─── THE RECORDS ───
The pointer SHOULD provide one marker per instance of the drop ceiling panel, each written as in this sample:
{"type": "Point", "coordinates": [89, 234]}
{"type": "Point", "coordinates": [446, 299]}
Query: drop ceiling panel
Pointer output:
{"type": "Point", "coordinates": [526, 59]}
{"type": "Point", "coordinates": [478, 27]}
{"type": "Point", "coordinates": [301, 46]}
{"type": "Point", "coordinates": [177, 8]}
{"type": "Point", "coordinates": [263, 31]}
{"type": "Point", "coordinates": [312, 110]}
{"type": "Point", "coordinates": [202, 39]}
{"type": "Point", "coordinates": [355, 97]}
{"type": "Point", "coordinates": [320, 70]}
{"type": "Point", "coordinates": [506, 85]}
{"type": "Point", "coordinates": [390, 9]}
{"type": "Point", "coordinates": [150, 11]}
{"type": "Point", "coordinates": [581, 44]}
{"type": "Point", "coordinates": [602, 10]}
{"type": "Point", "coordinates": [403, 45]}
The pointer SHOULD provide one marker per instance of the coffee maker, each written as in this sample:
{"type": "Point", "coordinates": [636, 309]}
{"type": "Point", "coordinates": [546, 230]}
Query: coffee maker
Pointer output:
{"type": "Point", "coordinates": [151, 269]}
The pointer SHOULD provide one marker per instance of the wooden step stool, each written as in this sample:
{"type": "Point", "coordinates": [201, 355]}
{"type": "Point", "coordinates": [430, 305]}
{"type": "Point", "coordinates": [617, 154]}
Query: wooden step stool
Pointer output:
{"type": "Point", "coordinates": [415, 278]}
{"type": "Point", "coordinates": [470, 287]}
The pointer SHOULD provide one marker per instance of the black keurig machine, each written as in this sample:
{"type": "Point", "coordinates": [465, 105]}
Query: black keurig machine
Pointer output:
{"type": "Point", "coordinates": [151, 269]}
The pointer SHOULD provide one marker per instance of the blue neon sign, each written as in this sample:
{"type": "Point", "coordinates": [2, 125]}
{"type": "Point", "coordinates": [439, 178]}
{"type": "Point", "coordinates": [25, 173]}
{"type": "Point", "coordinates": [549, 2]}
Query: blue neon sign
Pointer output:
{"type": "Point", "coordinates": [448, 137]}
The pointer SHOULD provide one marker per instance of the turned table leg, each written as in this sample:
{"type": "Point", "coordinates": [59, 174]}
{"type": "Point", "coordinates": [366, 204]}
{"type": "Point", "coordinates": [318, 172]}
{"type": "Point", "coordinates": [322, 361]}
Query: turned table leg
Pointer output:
───
#### WHAT IS NEEDED
Could you copy each line in the listing above that includes the word "blue"?

#### ANSWER AREA
The pointer SHOULD provide one marker per instance of the blue neon sign, each written as in this sample:
Query: blue neon sign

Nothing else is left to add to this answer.